◆ Task details
Please turn the data, from its first line through the line holding "139 146 L 213", inclusive, into a Markdown table with the columns Row and Line. Give each line its own numbered row and leave out blank lines.

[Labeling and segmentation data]
'''

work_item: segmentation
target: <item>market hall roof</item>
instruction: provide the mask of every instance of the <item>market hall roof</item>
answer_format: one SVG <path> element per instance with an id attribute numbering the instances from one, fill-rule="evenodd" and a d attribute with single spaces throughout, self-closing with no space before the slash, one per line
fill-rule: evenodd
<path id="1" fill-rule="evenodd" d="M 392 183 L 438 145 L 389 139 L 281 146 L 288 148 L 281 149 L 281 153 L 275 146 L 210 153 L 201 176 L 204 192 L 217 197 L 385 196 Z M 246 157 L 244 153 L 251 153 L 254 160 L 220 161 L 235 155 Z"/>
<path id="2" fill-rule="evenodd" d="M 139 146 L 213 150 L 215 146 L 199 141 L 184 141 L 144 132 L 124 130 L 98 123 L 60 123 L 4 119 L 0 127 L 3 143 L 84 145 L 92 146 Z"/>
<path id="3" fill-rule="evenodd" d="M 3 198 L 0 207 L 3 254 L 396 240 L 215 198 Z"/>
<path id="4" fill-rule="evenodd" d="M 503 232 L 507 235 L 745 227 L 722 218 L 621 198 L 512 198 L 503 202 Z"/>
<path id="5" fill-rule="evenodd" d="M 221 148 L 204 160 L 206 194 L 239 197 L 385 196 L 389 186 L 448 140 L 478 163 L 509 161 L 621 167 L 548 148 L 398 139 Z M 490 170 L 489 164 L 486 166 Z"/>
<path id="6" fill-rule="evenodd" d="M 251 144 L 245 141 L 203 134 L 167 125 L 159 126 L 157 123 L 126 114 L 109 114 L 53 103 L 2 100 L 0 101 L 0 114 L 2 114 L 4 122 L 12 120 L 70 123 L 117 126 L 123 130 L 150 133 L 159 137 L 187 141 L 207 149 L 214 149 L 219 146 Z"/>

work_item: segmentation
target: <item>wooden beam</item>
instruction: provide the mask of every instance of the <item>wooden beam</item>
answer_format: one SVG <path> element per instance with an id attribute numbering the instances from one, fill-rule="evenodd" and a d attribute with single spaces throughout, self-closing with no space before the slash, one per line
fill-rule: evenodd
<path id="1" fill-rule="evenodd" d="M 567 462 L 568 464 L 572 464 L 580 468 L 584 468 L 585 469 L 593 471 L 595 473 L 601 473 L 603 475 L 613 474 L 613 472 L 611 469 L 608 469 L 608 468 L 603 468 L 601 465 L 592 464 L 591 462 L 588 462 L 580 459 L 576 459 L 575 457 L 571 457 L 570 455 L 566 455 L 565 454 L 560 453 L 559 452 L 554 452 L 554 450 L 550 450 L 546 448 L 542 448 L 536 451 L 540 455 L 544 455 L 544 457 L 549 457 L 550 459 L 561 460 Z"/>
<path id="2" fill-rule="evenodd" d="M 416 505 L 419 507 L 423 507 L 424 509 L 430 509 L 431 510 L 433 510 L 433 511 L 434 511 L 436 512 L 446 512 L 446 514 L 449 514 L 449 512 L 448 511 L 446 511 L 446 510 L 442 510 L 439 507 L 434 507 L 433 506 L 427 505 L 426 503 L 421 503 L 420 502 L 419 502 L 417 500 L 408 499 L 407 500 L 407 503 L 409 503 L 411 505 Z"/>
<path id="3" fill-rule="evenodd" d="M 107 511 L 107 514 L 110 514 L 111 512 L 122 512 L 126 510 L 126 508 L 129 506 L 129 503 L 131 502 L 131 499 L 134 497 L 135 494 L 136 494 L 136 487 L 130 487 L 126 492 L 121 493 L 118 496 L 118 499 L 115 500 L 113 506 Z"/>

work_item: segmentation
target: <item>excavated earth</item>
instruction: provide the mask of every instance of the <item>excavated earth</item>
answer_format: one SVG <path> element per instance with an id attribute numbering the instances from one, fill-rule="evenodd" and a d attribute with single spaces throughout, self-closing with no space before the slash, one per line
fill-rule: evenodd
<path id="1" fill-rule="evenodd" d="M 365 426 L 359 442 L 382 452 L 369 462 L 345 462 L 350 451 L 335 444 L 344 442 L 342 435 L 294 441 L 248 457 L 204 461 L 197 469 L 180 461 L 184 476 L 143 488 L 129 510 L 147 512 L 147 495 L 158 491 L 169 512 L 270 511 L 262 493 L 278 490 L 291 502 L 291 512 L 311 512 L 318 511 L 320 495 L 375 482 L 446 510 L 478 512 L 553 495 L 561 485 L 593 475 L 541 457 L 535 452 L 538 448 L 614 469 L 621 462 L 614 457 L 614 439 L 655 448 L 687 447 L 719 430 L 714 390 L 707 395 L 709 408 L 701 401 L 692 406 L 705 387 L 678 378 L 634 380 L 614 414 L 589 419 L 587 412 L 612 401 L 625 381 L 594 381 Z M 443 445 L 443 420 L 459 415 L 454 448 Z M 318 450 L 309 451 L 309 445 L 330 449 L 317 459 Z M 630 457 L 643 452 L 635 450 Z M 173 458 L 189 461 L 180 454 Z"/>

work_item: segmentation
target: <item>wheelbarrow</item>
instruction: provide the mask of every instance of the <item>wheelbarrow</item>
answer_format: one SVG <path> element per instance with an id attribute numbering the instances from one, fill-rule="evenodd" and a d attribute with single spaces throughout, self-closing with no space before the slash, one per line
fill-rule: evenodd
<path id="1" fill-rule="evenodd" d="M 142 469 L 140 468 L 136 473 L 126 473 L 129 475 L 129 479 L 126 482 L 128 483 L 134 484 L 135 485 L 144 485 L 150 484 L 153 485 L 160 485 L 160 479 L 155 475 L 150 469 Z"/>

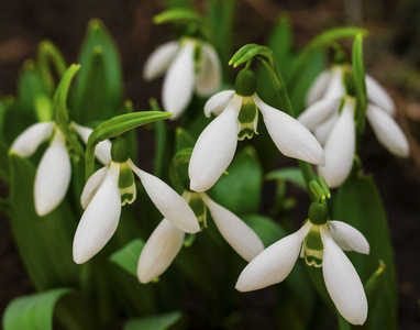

'''

◆ Solution to the exercise
| Row | Line |
|---|---|
| 1 | work_item: segmentation |
| 2 | target: <item>market hall roof</item> |
| 3 | instruction: provide the mask of every instance of the <item>market hall roof</item> |
| 4 | answer_format: one SVG <path> element per instance with an id attribute numbering the instances from one, fill-rule="evenodd" and a d attribute with single spaces throughout, self-closing with no space before the slash, one per line |
| 5 | fill-rule: evenodd |
| 6 | <path id="1" fill-rule="evenodd" d="M 392 183 L 438 145 L 389 139 L 281 146 L 288 148 L 281 149 L 281 153 L 275 146 L 210 153 L 201 176 L 204 192 L 217 197 L 385 196 Z M 246 157 L 244 153 L 251 153 L 254 160 L 220 161 L 235 155 Z"/> |
| 7 | <path id="2" fill-rule="evenodd" d="M 139 146 L 213 150 L 215 146 L 199 141 L 184 141 L 144 132 L 124 130 L 98 123 L 60 123 L 4 119 L 0 127 L 3 143 L 84 145 L 92 146 Z"/> |